TASK OBJECTIVE:
What you return should be each line of the data containing the string "like".

━━ RECORDS FOR THE TASK ━━

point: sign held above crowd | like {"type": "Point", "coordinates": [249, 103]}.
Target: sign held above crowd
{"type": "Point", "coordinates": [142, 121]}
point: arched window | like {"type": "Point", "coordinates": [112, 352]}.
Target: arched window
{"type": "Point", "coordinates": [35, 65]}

━━━
━━ RECORDS FOR THE TASK ━━

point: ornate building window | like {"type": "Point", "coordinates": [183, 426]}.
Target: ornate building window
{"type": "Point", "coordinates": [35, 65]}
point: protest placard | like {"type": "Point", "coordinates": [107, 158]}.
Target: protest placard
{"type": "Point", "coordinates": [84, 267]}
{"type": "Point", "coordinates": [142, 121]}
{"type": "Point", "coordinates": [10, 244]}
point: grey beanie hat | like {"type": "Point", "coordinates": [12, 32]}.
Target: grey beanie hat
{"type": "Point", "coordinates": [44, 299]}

━━━

WRITTEN RESPONSE:
point: sign held above crowd | like {"type": "Point", "coordinates": [249, 103]}.
point: arched window | like {"type": "Point", "coordinates": [112, 352]}.
point: ornate building window | like {"type": "Point", "coordinates": [183, 426]}.
point: protest placard | like {"type": "Point", "coordinates": [107, 158]}.
point: grey beanie hat | like {"type": "Point", "coordinates": [12, 32]}.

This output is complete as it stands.